---- Extracted information
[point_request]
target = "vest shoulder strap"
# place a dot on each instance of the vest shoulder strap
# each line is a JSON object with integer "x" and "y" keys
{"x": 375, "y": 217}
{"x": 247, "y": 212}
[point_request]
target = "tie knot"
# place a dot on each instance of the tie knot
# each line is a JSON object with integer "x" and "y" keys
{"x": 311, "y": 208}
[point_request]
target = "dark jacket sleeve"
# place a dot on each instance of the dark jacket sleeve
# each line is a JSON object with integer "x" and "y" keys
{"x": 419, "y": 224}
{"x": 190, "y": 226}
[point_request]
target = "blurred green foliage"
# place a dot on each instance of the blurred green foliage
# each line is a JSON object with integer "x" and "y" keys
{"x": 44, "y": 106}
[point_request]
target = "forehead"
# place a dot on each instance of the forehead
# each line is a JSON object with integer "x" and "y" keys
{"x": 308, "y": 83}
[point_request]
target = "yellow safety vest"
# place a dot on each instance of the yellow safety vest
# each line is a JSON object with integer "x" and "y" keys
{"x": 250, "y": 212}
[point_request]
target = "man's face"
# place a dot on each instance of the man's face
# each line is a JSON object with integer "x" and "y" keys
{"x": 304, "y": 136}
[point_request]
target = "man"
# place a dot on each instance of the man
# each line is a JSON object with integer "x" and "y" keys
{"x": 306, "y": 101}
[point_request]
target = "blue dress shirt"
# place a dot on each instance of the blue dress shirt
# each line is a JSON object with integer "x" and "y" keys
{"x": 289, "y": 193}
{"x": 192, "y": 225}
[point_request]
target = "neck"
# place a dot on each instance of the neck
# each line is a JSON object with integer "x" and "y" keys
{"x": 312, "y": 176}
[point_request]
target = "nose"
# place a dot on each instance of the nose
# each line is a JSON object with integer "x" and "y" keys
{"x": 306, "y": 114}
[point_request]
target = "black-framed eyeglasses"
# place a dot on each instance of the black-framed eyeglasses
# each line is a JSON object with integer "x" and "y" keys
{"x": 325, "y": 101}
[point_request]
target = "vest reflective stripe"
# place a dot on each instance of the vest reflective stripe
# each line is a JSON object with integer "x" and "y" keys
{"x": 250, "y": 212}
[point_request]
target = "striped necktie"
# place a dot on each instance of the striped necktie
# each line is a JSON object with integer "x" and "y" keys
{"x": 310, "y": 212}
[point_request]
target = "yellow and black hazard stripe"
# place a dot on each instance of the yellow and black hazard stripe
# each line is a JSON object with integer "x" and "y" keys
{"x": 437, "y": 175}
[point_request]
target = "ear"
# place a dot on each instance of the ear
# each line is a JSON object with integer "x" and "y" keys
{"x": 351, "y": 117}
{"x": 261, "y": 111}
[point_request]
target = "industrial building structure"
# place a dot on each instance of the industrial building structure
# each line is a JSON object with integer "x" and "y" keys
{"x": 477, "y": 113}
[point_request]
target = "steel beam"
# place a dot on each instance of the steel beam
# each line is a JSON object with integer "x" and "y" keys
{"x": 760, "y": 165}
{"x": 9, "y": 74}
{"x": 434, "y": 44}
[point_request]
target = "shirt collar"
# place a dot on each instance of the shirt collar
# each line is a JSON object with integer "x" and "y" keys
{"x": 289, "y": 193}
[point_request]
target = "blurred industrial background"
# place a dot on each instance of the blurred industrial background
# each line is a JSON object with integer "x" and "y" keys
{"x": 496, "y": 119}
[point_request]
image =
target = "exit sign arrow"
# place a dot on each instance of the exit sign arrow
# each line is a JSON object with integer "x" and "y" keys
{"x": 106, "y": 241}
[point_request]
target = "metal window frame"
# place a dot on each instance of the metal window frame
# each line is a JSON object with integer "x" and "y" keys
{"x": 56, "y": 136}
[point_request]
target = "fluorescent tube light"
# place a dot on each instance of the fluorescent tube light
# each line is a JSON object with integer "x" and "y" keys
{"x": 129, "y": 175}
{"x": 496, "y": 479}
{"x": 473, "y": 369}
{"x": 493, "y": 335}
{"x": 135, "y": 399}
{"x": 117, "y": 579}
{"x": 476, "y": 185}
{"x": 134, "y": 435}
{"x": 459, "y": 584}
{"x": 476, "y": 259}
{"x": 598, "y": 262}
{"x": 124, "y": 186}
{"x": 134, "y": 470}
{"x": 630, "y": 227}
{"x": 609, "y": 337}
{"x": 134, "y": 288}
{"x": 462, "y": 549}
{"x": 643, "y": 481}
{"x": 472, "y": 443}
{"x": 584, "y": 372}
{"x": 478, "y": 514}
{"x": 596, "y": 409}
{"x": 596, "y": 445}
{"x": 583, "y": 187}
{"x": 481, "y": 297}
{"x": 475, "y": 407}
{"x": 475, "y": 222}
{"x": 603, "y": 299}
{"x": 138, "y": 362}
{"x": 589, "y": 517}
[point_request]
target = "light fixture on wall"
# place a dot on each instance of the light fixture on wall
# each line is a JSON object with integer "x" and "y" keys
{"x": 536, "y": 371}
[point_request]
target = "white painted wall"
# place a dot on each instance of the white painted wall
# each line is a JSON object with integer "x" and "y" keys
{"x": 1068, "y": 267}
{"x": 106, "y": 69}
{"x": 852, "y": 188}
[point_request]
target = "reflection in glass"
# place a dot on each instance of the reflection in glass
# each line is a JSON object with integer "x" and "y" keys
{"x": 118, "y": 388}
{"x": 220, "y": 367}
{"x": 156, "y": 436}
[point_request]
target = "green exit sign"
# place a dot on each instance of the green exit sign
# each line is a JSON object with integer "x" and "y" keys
--------
→ **Written instruction**
Write out the entries above once more, without altering anything.

→ **Solution for this problem**
[point_request]
target = "vest shoulder strap"
# place a dot on each instance of the vest shoulder strap
# each line is a JSON object with integer "x" and "y" keys
{"x": 375, "y": 217}
{"x": 247, "y": 212}
[point_request]
target = "tie knot"
# place a dot on each instance of the tie knot
# each line is a JSON object with integer "x" and "y" keys
{"x": 311, "y": 208}
[point_request]
target = "dark jacket sleeve"
# place a dot on each instance of the dark jacket sleeve
# each line is a JSON object with integer "x" and "y" keys
{"x": 419, "y": 224}
{"x": 190, "y": 226}
[point_request]
target = "blurred green foliage"
# place a dot on each instance of the blurred green foliage
# each line is a JSON object with integer "x" and "y" keys
{"x": 44, "y": 106}
[point_request]
target = "forehead"
# place a dot on each instance of the forehead
# each line is a JSON object with integer "x" and "y" keys
{"x": 308, "y": 83}
[point_request]
target = "yellow safety vest"
# place a dot on each instance of the yellow safety vest
# each line is a JSON object with integer "x" and "y" keys
{"x": 250, "y": 212}
[point_request]
target = "man's face"
# place a dot on each instance of the man's face
# each line is a JSON object with integer "x" and "y" keys
{"x": 304, "y": 136}
[point_request]
target = "man"
# place a dot on each instance of the man
# each line is a JSON object with integer "x" and "y" keys
{"x": 306, "y": 101}
[point_request]
target = "blue dress shirt"
# place a dot on each instance of the blue dress shirt
# each line is a JSON object with integer "x" and "y" keys
{"x": 289, "y": 193}
{"x": 192, "y": 225}
[point_request]
target = "neck"
# place a dot on each instance of the neck
# each line is a JSON object with integer "x" and "y" keys
{"x": 312, "y": 176}
[point_request]
target = "nose"
# place a dot on each instance of the nose
# each line is a JSON object with integer "x" and "y" keys
{"x": 306, "y": 114}
[point_request]
target = "black-framed eyeglasses"
# place a dot on each instance of the black-framed eyeglasses
# each line is a JSON object with integer "x" and "y" keys
{"x": 325, "y": 101}
[point_request]
target = "vest reflective stripe"
# place a dot on each instance of the vest reflective stripe
# each line is a JSON object with integer "x" and "y" keys
{"x": 250, "y": 212}
[point_request]
target = "striped necktie"
# place a dot on each instance of the striped necktie
# each line is a JSON object with integer "x" and "y" keys
{"x": 310, "y": 212}
[point_request]
target = "yellow and black hazard stripe"
# place a dot on each instance of the yellow and black hazard stripe
# each line is a JSON object with integer "x" and "y" keys
{"x": 437, "y": 175}
[point_request]
target = "ear"
# place a dot on each instance of the ear
# each line is a JSON object with integer "x" and "y" keys
{"x": 351, "y": 117}
{"x": 261, "y": 111}
[point_request]
target = "industrial building structure"
# place a dot on each instance of the industrial building structure
# each line is a JSON object with integer "x" and "y" keys
{"x": 477, "y": 113}
[point_request]
target = "steel beam"
# place a dot on each instance of the steel beam
# each line is a JSON object with integer "x" and "y" keys
{"x": 760, "y": 165}
{"x": 9, "y": 74}
{"x": 434, "y": 44}
[point_request]
target = "shirt collar"
# place a dot on each instance of the shirt collar
# each line is a JSON object with integer "x" and "y" keys
{"x": 289, "y": 193}
[point_request]
target = "blurred industrial background"
# place a dot on each instance of the blurred industrial background
# each line is a JSON object with integer "x" and "y" keys
{"x": 496, "y": 119}
[point_request]
image =
target = "exit sign arrow"
# place a dot on each instance of the exit sign arrow
# each line is a JSON object with integer "x" and "y" keys
{"x": 106, "y": 241}
[point_request]
target = "metal window frame"
# place a dot on each instance of the metal window frame
# each line is a JSON object with integer "x" and "y" keys
{"x": 56, "y": 136}
[point_request]
target = "fluorescent tube light"
# place a dot on each instance of the fluorescent tube light
# each line is a JSON object with integer "x" and "y" keys
{"x": 129, "y": 175}
{"x": 496, "y": 479}
{"x": 473, "y": 369}
{"x": 493, "y": 335}
{"x": 135, "y": 399}
{"x": 117, "y": 579}
{"x": 476, "y": 185}
{"x": 134, "y": 435}
{"x": 459, "y": 584}
{"x": 476, "y": 259}
{"x": 598, "y": 262}
{"x": 124, "y": 186}
{"x": 134, "y": 470}
{"x": 630, "y": 227}
{"x": 609, "y": 337}
{"x": 134, "y": 288}
{"x": 462, "y": 549}
{"x": 643, "y": 481}
{"x": 472, "y": 443}
{"x": 584, "y": 372}
{"x": 478, "y": 514}
{"x": 596, "y": 409}
{"x": 596, "y": 445}
{"x": 583, "y": 187}
{"x": 481, "y": 297}
{"x": 475, "y": 407}
{"x": 475, "y": 222}
{"x": 603, "y": 299}
{"x": 138, "y": 362}
{"x": 589, "y": 517}
[point_request]
target = "light fixture on wall"
# place a dot on each instance of the light fixture on wall
# each line is a JSON object with integer "x" and "y" keys
{"x": 536, "y": 371}
[point_request]
target = "white painted wall"
# place a dot on each instance of the white painted wall
# each line is a JSON object with integer "x" and "y" keys
{"x": 1068, "y": 267}
{"x": 106, "y": 69}
{"x": 852, "y": 188}
[point_request]
target = "reflection in glass"
# place a dot on each instance of the reflection in glass
# each line is a JSON object with integer "x" and "y" keys
{"x": 118, "y": 388}
{"x": 220, "y": 367}
{"x": 156, "y": 436}
[point_request]
target = "green exit sign"
# place a dot on each instance of the green exit sign
# each line is a JSON object with integer "x" and "y" keys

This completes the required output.